**SHORT PROBLEM 1**
Please express the records as a two-column CSV with the columns "request" and "answer," one row per request. Start at the beginning of the records and end at the line containing "[67, 91, 107, 113]", placing each value in one quoted field and turning line breaks into spaces.

The Exchange states that investors may obtain on a 24-hour basis gold pricing information based on the spot price for a troy ounce of gold from various financial information service providers, such as Reuters and Start Printed Page 64617Bloomberg. Reuters and Bloomberg provide at no charge on their Web sites delayed information regarding the spot price of gold and last sale prices of gold futures, as well as information about news and developments in the gold market. Reuters and Bloomberg also offer a professional service to subscribers for a fee that provides information on gold prices directly from market participants. An organization named EBS provides an electronic trading platform to institutions such as bullion banks and dealers for the trading of spot gold, as well as a feed of live streaming prices to Reuters and Moneyline Telerate subscribers. The Exchange states that complete real-time data for gold futures and options prices traded on the COMEX (a division of the NYMEX) is available by subscription from Reuters and Bloomberg. The NYMEX also provides delayed futures and options information on current and past trading sessions and market news free of charge on its Web site. The Exchange also notes that there are a variety of other public Web sites providing information on gold, ranging from those specializing in precious metals to sites maintained by major newspapers, such as The Washington Post. Many of these sites offer price quotations drawn from other published sources, and as the information is supplied free of charge, it generally is subject to time delays. Current gold spot prices are also available with bid/ask spreads from gold bullion dealers.
In addition, the NYSE, via a link to the Trust's Web site, will provide at no charge continuously updated bids and offers indicative of the spot price of gold on its own public Web site, http://www.nyse.com. The Trust Web site will also provide an a calculation of the estimated NAV (also known as the Intraday Indicative Value or “IIV”) of a Share as calculated by multiplying the indicative spot price of gold by the quantity of gold backing each Share. Comparing the IIV with the last sale price of the Shares helps an investor to determine whether, and to what extent, Shares may be selling at a premium or a discount to NAV. Notwithstanding that they will be provided free of charge, the indicative spot price and IIV per Share will be provided on an essentially real-time basis. The Trust Web site will also provide the NAV of the Trust as calculated each business day by the Sponsor. In addition, the Web site for the Trust will contain the following information, on a per Share basis, for the Trust: (a) The IIV as of the close of the prior business day and the mid-point of the bid-ask price  in relation to such IIV (“Bid/Ask Price”), and a calculation of the premium or discount of such price against such IIV; and (b) data in chart format displaying the frequency distribution of discounts and premiums of the Bid/Ask Price against the IIV, within appropriate ranges, for each of the four previous calendar quarters. The Web site for the Trust will also provide the Trust's prospectus, as well as the two most recent reports to stockholders. Finally, the Trust Web site will also provide the last sale price of the Shares as traded in the United States market, subject to a 20-minute delay.

**SHORT PROBLEM 2**
Using the gold pricing text, answer these:
(a) Which organization offers an electronic trading platform for spot gold to institutions such as bullion banks and dealers?
(b) How is the IIV of a Share calculated?
(c) What delay applies to the last sale price of the Shares shown on the Trust Web site?

Coordinate annotation records:
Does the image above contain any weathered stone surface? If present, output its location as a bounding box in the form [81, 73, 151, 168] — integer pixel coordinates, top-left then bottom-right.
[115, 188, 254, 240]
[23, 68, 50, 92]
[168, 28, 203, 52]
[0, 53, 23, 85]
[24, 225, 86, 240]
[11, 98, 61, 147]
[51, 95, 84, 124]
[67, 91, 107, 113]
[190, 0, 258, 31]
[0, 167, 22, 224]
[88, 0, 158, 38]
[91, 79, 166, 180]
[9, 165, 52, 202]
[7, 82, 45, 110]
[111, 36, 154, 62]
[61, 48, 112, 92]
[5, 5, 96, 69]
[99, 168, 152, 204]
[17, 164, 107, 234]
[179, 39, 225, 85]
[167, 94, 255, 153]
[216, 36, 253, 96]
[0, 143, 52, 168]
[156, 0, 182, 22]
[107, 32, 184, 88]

**WRITTEN ANSWER 1**
request,answer
"Does the image above contain any weathered stone surface? If present, output its location as a bounding box in the form [81, 73, 151, 168] — integer pixel coordinates, top-left then bottom-right.","[115, 188, 254, 240] [23, 68, 50, 92] [168, 28, 203, 52] [0, 53, 23, 85] [24, 225, 86, 240] [11, 98, 61, 147] [51, 95, 84, 124] [67, 91, 107, 113]"

**WRITTEN ANSWER 2**
(a) EBS
(b) By multiplying the indicative spot price of gold by the quantity of gold backing each Share
(c) A 20-minute delay